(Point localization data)
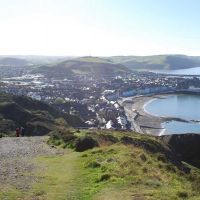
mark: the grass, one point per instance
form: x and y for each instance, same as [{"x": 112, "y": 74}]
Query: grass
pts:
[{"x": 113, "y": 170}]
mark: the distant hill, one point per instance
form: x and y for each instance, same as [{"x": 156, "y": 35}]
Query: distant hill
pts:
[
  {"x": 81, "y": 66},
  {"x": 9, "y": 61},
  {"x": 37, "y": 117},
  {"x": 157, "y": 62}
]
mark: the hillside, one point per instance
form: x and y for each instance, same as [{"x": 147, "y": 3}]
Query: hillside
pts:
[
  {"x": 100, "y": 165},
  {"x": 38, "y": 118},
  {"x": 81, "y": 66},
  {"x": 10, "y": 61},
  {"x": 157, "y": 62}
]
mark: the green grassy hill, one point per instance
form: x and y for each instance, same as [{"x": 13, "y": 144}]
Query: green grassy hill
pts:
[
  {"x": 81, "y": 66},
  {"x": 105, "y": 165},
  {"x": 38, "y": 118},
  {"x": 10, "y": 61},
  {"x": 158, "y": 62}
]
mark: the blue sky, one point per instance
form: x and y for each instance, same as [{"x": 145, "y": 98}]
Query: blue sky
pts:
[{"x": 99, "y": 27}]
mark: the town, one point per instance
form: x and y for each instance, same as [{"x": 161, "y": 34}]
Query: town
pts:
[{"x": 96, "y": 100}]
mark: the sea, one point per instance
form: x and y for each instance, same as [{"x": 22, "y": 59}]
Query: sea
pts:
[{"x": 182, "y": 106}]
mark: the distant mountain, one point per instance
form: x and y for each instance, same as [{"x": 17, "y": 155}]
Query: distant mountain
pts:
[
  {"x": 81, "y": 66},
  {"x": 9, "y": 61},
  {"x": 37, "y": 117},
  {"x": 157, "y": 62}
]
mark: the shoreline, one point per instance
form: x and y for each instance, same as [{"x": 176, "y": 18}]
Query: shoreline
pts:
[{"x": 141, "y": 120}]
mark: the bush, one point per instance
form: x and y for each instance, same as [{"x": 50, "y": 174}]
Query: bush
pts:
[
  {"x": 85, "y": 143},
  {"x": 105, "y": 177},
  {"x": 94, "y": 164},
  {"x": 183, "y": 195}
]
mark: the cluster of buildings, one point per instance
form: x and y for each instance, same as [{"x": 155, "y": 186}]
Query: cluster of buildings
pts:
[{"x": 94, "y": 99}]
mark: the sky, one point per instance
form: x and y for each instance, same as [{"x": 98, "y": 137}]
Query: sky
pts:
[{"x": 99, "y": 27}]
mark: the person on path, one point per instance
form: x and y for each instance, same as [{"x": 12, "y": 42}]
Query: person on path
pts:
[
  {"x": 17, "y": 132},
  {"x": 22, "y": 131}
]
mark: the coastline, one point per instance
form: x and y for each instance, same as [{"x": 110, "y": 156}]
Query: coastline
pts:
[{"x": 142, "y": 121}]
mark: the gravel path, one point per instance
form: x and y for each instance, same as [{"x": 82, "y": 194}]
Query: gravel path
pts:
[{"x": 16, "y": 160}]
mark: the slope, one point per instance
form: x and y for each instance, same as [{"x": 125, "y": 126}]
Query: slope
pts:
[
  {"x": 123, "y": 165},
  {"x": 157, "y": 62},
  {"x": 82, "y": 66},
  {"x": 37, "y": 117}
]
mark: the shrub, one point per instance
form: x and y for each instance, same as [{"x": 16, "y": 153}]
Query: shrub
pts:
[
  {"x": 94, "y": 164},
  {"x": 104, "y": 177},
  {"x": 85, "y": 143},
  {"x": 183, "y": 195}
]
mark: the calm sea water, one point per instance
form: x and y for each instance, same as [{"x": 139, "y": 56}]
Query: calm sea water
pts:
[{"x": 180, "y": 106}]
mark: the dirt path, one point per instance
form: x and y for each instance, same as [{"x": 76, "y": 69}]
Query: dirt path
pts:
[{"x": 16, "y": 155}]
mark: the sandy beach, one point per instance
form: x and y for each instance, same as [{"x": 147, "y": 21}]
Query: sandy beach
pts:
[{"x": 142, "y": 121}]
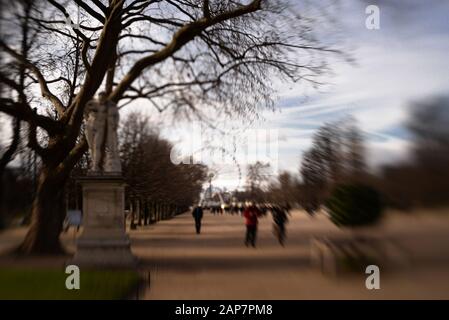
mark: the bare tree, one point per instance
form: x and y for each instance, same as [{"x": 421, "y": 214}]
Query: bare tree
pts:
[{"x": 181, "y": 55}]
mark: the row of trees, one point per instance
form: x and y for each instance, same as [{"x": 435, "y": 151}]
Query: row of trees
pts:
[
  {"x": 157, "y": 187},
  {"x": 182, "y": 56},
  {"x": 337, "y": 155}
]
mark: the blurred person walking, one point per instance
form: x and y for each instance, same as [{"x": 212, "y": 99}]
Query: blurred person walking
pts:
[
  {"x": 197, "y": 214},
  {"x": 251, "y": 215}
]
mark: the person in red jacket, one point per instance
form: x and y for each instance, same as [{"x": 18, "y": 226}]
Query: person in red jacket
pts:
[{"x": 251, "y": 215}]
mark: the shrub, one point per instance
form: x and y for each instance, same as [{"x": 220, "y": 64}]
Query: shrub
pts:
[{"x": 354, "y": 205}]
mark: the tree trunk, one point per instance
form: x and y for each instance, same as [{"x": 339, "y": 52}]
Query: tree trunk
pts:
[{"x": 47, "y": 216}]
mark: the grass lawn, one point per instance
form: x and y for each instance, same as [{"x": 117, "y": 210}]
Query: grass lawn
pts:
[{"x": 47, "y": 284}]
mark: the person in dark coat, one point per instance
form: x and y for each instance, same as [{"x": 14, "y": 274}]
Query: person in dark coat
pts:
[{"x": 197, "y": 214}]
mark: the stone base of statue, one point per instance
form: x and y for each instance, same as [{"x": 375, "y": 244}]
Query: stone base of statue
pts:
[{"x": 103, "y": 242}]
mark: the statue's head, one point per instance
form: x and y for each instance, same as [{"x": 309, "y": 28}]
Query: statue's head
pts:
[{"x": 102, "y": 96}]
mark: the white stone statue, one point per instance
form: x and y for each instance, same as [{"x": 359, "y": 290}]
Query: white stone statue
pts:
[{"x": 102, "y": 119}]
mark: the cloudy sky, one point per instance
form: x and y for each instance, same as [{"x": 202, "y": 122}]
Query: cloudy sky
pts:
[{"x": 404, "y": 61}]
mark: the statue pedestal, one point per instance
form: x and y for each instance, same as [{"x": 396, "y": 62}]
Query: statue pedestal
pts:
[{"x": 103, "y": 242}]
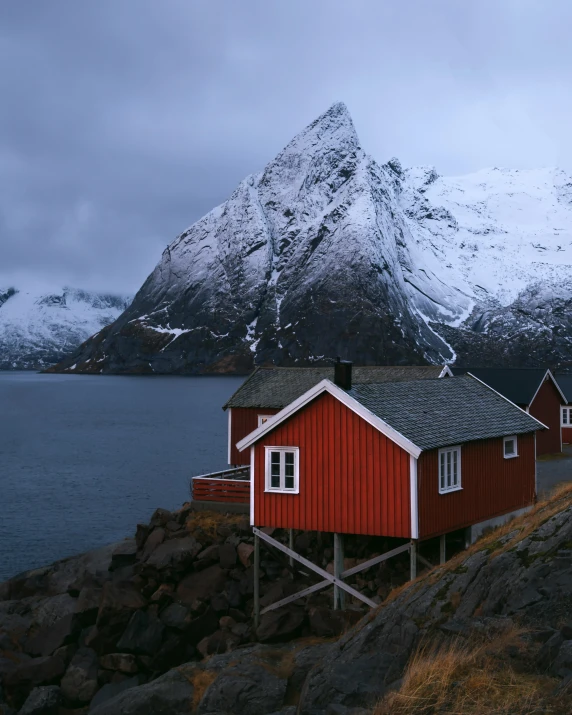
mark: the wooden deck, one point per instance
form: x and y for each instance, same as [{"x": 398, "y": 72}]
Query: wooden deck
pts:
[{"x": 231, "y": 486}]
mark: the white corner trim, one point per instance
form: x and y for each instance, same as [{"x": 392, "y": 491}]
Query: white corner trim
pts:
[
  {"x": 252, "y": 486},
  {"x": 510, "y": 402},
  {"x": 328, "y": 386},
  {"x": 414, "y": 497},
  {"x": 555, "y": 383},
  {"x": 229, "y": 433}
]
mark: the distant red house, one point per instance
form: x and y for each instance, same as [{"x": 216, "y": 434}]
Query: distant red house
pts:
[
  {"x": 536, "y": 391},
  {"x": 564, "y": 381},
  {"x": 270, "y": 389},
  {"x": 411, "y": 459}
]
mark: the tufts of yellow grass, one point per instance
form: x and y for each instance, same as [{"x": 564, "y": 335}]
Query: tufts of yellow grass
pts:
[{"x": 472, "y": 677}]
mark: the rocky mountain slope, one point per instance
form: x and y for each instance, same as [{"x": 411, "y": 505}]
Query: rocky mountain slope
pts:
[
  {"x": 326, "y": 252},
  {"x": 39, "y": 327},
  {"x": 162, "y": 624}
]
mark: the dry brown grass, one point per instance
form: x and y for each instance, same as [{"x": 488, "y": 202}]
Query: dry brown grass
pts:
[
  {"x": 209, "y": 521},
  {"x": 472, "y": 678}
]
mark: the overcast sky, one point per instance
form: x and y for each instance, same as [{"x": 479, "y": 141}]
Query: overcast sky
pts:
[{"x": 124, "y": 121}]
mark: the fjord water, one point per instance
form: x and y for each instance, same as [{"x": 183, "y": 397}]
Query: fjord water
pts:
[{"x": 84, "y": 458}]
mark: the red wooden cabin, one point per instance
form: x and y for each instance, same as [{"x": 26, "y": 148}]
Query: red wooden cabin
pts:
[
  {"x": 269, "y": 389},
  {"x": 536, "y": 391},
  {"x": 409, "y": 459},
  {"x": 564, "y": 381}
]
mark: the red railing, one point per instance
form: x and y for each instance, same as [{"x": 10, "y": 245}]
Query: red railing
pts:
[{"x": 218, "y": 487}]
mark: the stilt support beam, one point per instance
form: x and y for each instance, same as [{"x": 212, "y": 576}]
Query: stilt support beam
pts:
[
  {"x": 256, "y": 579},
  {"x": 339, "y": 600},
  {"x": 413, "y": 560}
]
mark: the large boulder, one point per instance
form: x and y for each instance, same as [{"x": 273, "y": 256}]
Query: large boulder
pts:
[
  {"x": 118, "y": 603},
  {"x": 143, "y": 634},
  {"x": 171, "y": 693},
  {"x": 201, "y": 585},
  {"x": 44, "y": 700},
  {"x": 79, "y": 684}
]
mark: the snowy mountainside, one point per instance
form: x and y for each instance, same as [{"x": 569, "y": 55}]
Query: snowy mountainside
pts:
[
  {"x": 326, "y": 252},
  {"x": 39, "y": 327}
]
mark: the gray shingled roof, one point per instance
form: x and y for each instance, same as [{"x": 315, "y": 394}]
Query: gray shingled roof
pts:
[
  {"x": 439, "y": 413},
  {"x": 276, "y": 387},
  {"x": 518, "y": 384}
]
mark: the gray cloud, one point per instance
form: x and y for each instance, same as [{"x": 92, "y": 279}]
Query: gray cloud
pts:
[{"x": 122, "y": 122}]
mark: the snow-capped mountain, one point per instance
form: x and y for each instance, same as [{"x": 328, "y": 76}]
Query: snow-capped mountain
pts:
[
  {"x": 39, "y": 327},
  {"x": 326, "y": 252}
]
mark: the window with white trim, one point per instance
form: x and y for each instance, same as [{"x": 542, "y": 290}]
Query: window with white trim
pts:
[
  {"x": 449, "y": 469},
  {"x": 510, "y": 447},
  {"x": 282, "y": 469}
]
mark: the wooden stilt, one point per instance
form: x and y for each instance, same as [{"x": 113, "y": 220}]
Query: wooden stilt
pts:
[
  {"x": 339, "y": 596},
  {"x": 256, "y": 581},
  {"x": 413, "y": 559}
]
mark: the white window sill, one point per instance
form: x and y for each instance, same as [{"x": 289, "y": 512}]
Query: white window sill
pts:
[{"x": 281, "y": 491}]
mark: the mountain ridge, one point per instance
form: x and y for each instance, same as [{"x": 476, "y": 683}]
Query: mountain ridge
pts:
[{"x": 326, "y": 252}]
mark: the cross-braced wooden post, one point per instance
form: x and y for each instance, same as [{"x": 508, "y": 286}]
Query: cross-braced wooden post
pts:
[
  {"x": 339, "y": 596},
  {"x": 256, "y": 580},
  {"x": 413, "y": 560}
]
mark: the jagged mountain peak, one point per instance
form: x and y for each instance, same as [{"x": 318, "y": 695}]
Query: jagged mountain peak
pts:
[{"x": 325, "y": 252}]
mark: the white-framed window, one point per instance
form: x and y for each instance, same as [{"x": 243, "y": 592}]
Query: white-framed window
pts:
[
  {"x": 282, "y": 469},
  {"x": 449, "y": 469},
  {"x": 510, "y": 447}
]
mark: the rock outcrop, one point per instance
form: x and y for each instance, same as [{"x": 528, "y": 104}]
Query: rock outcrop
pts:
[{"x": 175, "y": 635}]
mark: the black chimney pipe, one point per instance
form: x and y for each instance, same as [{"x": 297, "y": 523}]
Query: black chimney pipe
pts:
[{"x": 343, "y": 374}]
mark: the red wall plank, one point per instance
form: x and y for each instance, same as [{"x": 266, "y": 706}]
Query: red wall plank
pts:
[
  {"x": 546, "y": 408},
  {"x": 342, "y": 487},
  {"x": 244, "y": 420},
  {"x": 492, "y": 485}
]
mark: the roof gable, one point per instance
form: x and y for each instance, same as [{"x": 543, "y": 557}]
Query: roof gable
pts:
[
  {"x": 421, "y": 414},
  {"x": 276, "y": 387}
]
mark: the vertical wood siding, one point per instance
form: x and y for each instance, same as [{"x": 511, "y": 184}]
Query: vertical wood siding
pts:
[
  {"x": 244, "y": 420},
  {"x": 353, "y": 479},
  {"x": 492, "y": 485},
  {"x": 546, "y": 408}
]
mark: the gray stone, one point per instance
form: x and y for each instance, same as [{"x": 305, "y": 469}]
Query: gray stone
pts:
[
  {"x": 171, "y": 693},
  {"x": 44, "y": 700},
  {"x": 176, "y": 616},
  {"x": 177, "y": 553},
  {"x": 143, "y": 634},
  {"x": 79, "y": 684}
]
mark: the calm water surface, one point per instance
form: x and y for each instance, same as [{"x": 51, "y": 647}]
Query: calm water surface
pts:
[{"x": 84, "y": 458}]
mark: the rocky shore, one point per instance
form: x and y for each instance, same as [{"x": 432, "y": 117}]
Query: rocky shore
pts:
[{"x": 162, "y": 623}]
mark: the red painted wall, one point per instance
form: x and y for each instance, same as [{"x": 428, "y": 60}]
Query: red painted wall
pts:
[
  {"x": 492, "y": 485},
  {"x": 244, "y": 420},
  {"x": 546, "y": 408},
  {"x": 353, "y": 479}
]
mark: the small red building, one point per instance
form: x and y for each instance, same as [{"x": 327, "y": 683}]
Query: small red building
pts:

_Task objective_: Could you return exactly the lines above from the line with "Query: red wooden cabin" to the line with "mark: the snow-capped", both included, and nothing else?

_Answer box_:
Query: red wooden cabin
pts:
[
  {"x": 269, "y": 389},
  {"x": 536, "y": 391},
  {"x": 409, "y": 459},
  {"x": 564, "y": 381}
]
mark: the red railing, one point per instance
form: x and y for each instance, same as [{"x": 10, "y": 245}]
Query: red railing
pts:
[{"x": 218, "y": 487}]
mark: the stilt support beam, one point per instance
form: x and y for each instance, same as [{"x": 212, "y": 576}]
Query: stilt support beam
pts:
[
  {"x": 256, "y": 579},
  {"x": 339, "y": 600},
  {"x": 413, "y": 560}
]
mark: the large boulder, one point per instance
form: x and y for each instance, same as [{"x": 273, "y": 256}]
Query: large boulder
pts:
[
  {"x": 118, "y": 603},
  {"x": 143, "y": 634},
  {"x": 171, "y": 693},
  {"x": 201, "y": 585},
  {"x": 44, "y": 700},
  {"x": 79, "y": 684}
]
mark: the snowy mountainside, one point per instance
form: x and y for each instance, same as [{"x": 569, "y": 55}]
Query: snowy mountainside
pts:
[
  {"x": 326, "y": 252},
  {"x": 39, "y": 327}
]
mark: the gray shingled roof, one point per instance
form: x and y for each instance, same as [{"x": 315, "y": 394}]
Query: gray shingled roof
pts:
[
  {"x": 439, "y": 413},
  {"x": 276, "y": 387},
  {"x": 518, "y": 384}
]
mark: the gray cloud, one point per instance
form: x and y for each instance, same as [{"x": 92, "y": 279}]
Query: gray cloud
pts:
[{"x": 122, "y": 122}]
mark: the snow-capped mountain, one point per instance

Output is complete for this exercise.